▸ **DIRECTIONS**: Could you print every line from the first one of the records below through the line containing "Trace the outline", with both included and nothing else?
____
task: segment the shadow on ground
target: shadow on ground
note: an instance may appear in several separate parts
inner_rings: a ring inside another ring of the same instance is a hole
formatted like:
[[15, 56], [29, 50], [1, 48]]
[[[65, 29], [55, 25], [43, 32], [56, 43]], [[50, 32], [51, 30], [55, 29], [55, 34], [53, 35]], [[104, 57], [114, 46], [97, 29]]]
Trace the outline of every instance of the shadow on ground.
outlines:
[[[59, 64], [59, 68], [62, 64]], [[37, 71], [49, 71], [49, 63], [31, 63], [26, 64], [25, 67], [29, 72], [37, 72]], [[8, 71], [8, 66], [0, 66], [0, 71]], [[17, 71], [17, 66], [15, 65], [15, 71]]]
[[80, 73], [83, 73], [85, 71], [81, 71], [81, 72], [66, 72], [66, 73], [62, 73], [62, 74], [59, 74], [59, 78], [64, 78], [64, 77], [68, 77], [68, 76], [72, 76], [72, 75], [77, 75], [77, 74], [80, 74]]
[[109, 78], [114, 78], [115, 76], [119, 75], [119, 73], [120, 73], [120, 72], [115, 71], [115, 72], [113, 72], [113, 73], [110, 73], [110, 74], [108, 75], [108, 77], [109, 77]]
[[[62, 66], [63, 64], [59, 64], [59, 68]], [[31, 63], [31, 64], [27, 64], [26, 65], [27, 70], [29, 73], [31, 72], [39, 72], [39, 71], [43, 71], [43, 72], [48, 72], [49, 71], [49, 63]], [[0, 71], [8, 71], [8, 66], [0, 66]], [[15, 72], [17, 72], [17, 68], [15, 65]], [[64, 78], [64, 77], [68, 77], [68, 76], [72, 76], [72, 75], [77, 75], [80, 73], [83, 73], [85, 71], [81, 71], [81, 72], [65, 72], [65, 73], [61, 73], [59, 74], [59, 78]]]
____
▸ **RESPONSE**:
task: segment the shadow on ground
target: shadow on ground
note: an instance may appear in several separate parts
inner_rings: a ring inside another ring of the same instance is a hole
formatted like:
[[15, 56], [29, 50], [1, 48]]
[[[65, 29], [55, 25], [43, 32], [56, 43]], [[50, 32], [51, 30], [55, 29], [55, 34], [53, 35]], [[104, 57], [114, 46], [97, 29]]]
Trace the outline of every instance of the shadow on ground.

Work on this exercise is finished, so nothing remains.